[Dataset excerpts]
++++++

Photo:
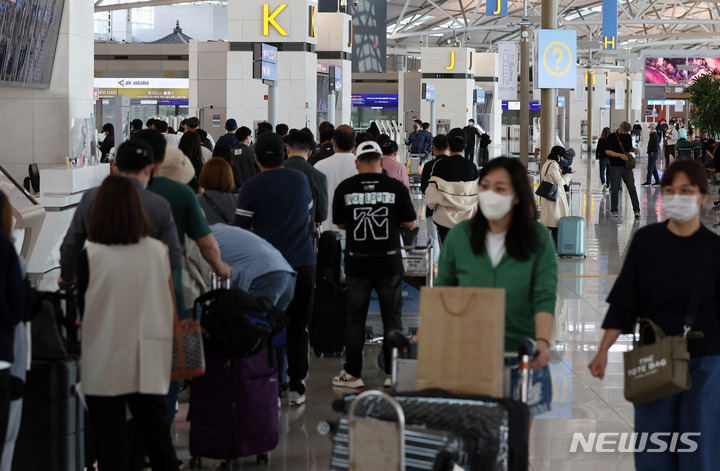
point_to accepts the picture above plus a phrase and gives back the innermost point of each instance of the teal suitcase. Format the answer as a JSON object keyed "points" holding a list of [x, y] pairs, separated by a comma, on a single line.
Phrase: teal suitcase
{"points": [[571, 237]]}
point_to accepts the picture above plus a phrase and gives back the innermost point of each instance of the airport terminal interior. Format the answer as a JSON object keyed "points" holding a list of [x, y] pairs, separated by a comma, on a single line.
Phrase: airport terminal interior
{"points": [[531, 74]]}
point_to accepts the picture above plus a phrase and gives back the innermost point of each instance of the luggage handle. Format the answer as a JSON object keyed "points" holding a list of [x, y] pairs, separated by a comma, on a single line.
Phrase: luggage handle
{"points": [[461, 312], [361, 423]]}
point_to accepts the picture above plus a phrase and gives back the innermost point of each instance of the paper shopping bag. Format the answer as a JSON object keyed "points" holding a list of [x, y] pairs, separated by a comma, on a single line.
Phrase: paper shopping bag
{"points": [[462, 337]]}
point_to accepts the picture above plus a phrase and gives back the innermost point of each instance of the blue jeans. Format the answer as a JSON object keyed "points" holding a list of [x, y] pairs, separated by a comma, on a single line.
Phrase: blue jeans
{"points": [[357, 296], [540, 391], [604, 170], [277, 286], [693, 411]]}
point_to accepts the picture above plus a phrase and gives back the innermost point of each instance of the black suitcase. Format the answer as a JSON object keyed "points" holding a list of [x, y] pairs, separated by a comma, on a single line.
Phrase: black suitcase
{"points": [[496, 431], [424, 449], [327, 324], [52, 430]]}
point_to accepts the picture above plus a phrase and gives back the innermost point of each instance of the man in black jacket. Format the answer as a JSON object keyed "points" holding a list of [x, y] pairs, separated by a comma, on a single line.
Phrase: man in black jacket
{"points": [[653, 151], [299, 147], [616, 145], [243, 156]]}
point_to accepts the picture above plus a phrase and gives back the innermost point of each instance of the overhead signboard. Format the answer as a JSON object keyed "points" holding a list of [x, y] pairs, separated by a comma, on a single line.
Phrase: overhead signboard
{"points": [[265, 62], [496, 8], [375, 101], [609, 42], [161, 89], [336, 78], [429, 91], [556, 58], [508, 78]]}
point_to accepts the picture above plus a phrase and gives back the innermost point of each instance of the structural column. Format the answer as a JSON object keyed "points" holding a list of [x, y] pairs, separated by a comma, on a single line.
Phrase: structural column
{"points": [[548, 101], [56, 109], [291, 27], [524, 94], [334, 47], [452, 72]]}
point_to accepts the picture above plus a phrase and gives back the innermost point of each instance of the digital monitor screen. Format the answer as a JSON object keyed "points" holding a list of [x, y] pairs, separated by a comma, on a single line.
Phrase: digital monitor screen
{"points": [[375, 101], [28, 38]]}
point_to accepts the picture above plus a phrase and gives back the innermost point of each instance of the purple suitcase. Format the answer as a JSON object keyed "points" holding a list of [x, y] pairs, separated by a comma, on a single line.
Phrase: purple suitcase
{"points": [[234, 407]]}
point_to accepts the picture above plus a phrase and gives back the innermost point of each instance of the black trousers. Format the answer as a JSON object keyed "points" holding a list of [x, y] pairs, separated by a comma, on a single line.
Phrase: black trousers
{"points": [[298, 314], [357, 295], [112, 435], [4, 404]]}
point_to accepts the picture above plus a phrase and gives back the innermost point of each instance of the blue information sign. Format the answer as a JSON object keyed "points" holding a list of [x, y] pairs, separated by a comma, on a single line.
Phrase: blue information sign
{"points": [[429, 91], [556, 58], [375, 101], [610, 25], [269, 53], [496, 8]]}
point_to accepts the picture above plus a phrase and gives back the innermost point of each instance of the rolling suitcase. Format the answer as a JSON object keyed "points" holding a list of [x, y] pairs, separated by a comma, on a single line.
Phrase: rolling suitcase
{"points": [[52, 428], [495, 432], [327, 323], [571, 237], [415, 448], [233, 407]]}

++++++

* Task to complete
An exact copy of the data is required, with the pictures excluded.

* Completed exercise
Photo:
point_to accepts the picture above plus a phrase and gives back the innermost point of each instance of the teal suitcase. Format the answer as a JSON object keyed "points" holding a list of [x, y] pairs, separated by a comma, on a single line.
Phrase: teal suitcase
{"points": [[571, 237]]}
point_to accepts the picture above plus a phrase and gives back the innermost point of each instance of the airport terminal interior. Format the answer as a JSON object keyed "points" holding a list of [x, y] pairs, separated by a comma, on a single line.
Phrase: airport terminal interior
{"points": [[531, 74]]}
point_to accepts the picture above plus a phrase and gives back the innermost point of each instance of the luggage handle. Format the answer as a JSON object keyed "points" holding a list of [x, y] pairs, separated by a comma, on a single line.
Phrase: luggage handle
{"points": [[461, 312], [361, 423]]}
point_to accepts the picture above plus a phrase and gives back the innermost point of each instance of the paper shopping bag. Format the answer as a JSON object keyed "points" holding a list of [x, y] pairs, separated by a comma, on a single line.
Phrase: paper shopping bag
{"points": [[462, 337]]}
point_to accepts the picture above plus a phrase and gives back the innermost point of each instance of the blue jeans. Format the answer as a JSON object keyed "points" holding a list of [x, y] pairs, separated by a comma, on a single line.
Phrase: blue jeans
{"points": [[357, 296], [540, 391], [604, 170], [277, 286], [693, 411]]}
point_to accepts the picture above plus a phrase and gives back the innermost point of each instance of the black suitcase. Format the answer as a JSON object keyed "points" holding a list of [x, y] pairs, separated by a comma, on a single line.
Phrase: black suitcase
{"points": [[496, 431], [424, 449], [327, 324], [52, 430]]}
point_to accepts the picture above plus a phrase and gives back the innermost point of each instance of the man in black jacket. Format the answer as a JSON object keyed "points" holding a list of [x, y] pairs, separated by a comma, on a single line.
Phrase: man in black jacket
{"points": [[653, 151], [299, 147], [616, 145], [243, 156]]}
point_to accepts the picture above plus a phrase and gives back the innermost point of each instance of the overhead signboard. Format the answer as a JSON object keyed "points" holding a list of [x, y] pairs, separated by a comma, on a single line.
Phrase: overhead signboard
{"points": [[265, 62], [496, 8], [375, 101], [609, 42], [161, 89], [336, 78], [429, 91], [556, 58], [508, 78]]}
point_to accepts the picture above plus a phrase and gives back the innermost point of each instance of the structural column. Format the answer as a JSON object keyed "points" holding a list of [x, y] pairs, separated by a comma, on a single line.
Phrase: structural column
{"points": [[548, 101], [56, 109], [291, 27], [524, 94], [334, 47], [452, 72]]}
point_to accepts the picture above plus a phrase and gives back the innermost point of each instance of the digital monitor screen. Format the answer as a JSON object keyed "points" holding a list of [x, y] pairs, separated by a comma, on a single line.
Phrase: digital monitor screen
{"points": [[375, 101], [28, 38]]}
point_to accepts the picture above plus a phrase and gives back the innermost point of each instance of the purple suitcase. Format the answer as a JSON object keyed "points" holding a list of [x, y] pairs, separated by a comma, on a single line.
Phrase: purple suitcase
{"points": [[234, 407]]}
point_to accepts the picture above plus a phrase and gives back the innermost point of each instance of the black trousers. Format the answer as a JSON object keyed "points" holding a list of [x, y] pairs, separated by a comma, on a single line.
Phrase: black trousers
{"points": [[298, 314], [357, 295], [112, 435], [4, 404]]}
point_to accepts the picture above plus a phrase and gives back the innermost point of each instance of the blue information sign. Format the answer as a JSON object keyed "points" holding a list of [x, y] pairs, separated by a comma, on a single line.
Phrase: blue information sign
{"points": [[429, 91], [556, 58], [375, 101], [610, 25], [269, 53], [496, 8]]}
point_to accepts the picture above plus a phrase and gives back the innermost point of each instance of the rolling suitcase. Format the answer as a JSON object keyed "points" holding a list of [x, y] pairs, separated by a comma, on a single line.
Phrase: rolling suitcase
{"points": [[52, 428], [495, 432], [327, 323], [571, 237], [415, 448], [233, 407]]}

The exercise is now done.